▸ Complete the following:
1. Translate this sentence from the article on lab-grown mini-brains into Spanish: "Thousands of exact copies of the brains can be produced in a batch; a hundred brains fit in the same petri dish."
2. Extend the article on lab-grown mini-brains with one or two paragraphs that pick up after its final line.

▸ Extract provided:

Health

The Key to Solving Neurological Diseases Is the Mass Proliferation of Mini-Brains

Goodbye rats, hello tiny brains.

Laura Dahl

Brains the size of a housefly’s eye have the potential to revolutionize medical research, a team of neurologists say. On Friday, researchers from Johns Hopkins Bloomberg School of Public Health announced that they’ve grown “mini-brains” — balls of brain cells created from stem cells.

Study leader Thomas Hartung is careful to note that these aren’t the first mini-brains in existence, which were developed in 2013 and grown to completion in 2015. But these are the most standardized neuronal clumps to date. Hartung hopes the brains’ uniformity will encourage adoption in labs across the country, and he’s applying for a patent to produce the mini-organs on a larger scale.

The brains are about 350 micrometers in diameter and cultivated for about two months until they’re full-grown. Thousands of exact copies of the brains can be produced in a batch; a hundred brains fit in the same petri dish. After the two months, the brains have four types of neurons and two types of support cells, such as oligodendrocytes that help neurons communicate faster.

The mini-brains are even capable of demonstrating spontaneous electrophysiological activity, which researchers can hear by hooking them up to electrodes and listening for signs of electrical communication.

A digital rendering of the mini-brains grown at Johns Hopkins.

▸ Supplied information:

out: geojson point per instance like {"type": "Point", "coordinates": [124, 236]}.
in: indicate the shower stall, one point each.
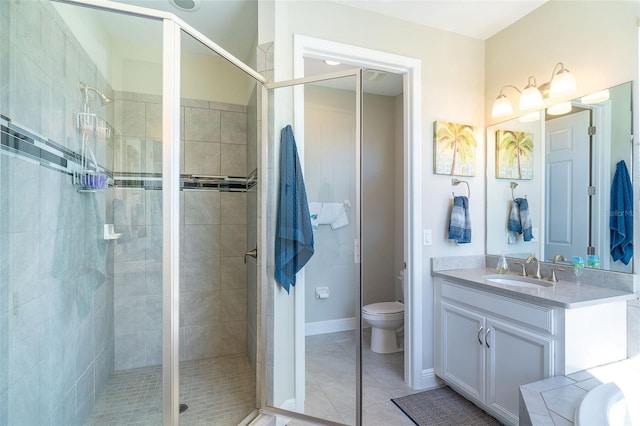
{"type": "Point", "coordinates": [129, 165]}
{"type": "Point", "coordinates": [138, 174]}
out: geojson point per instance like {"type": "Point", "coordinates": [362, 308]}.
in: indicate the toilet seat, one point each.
{"type": "Point", "coordinates": [384, 308]}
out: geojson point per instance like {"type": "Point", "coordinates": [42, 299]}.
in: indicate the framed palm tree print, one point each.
{"type": "Point", "coordinates": [454, 149]}
{"type": "Point", "coordinates": [514, 155]}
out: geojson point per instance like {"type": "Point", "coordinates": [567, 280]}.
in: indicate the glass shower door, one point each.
{"type": "Point", "coordinates": [217, 312]}
{"type": "Point", "coordinates": [80, 308]}
{"type": "Point", "coordinates": [314, 330]}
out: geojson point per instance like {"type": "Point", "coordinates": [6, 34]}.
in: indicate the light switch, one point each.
{"type": "Point", "coordinates": [426, 237]}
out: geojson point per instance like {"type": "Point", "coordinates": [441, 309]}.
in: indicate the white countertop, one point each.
{"type": "Point", "coordinates": [565, 294]}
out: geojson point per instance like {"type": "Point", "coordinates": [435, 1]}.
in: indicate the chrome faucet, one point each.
{"type": "Point", "coordinates": [559, 258]}
{"type": "Point", "coordinates": [531, 259]}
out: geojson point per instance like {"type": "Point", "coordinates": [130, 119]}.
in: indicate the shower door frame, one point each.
{"type": "Point", "coordinates": [299, 301]}
{"type": "Point", "coordinates": [171, 64]}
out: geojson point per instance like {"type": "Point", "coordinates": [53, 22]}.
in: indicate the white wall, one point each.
{"type": "Point", "coordinates": [380, 208]}
{"type": "Point", "coordinates": [329, 177]}
{"type": "Point", "coordinates": [452, 90]}
{"type": "Point", "coordinates": [330, 113]}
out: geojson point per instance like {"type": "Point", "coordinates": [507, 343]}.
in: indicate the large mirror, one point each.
{"type": "Point", "coordinates": [554, 175]}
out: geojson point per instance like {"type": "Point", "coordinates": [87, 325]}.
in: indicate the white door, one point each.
{"type": "Point", "coordinates": [462, 350]}
{"type": "Point", "coordinates": [300, 369]}
{"type": "Point", "coordinates": [567, 181]}
{"type": "Point", "coordinates": [515, 357]}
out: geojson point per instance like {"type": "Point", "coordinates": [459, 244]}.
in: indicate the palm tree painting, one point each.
{"type": "Point", "coordinates": [514, 155]}
{"type": "Point", "coordinates": [454, 149]}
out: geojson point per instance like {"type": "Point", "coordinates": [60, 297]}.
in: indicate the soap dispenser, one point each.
{"type": "Point", "coordinates": [503, 266]}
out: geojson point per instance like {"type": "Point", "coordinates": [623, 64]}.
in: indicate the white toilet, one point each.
{"type": "Point", "coordinates": [385, 318]}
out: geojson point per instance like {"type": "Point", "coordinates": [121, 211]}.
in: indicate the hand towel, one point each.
{"type": "Point", "coordinates": [460, 222]}
{"type": "Point", "coordinates": [314, 211]}
{"type": "Point", "coordinates": [525, 219]}
{"type": "Point", "coordinates": [294, 234]}
{"type": "Point", "coordinates": [621, 216]}
{"type": "Point", "coordinates": [333, 214]}
{"type": "Point", "coordinates": [514, 224]}
{"type": "Point", "coordinates": [520, 219]}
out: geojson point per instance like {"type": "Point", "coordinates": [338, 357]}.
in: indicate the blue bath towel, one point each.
{"type": "Point", "coordinates": [294, 236]}
{"type": "Point", "coordinates": [520, 219]}
{"type": "Point", "coordinates": [460, 221]}
{"type": "Point", "coordinates": [621, 217]}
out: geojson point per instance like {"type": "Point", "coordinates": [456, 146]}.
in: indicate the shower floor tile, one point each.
{"type": "Point", "coordinates": [219, 391]}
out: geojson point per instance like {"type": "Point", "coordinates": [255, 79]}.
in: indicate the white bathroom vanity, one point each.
{"type": "Point", "coordinates": [491, 337]}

▸ Task results:
1. Se pueden producir miles de copias exactas de los cerebros en un solo lote; cien cerebros caben en la misma placa de Petri.

2.
John Hopkins Bloomberg School of Public Health

The grand purpose of the mini-brains will be test models for drugs to combat neurological diseases like Alzheimer’s, multiple sclerosis, autism, and Parkinson’s disease. Johns Hopkins created mini-brains from the cells of several healthy adults, but the researchers hope to ultimately create brains from the cells of people with certain genetic traits, particularly those who may react differently to new pharmaceuticals.

Hartung also believes using mini-brains for neurology is far superior to studying rodents. “Ninety-five percent of drugs that look promising when tested in animal models fail once they are tested in humans at great expense of time and money,” he said in a news release. “While rodent models have been useful, we are not 150-pound rats. And even though we are not balls of cells either, you can often get much better information from these balls of cells than from rodents.”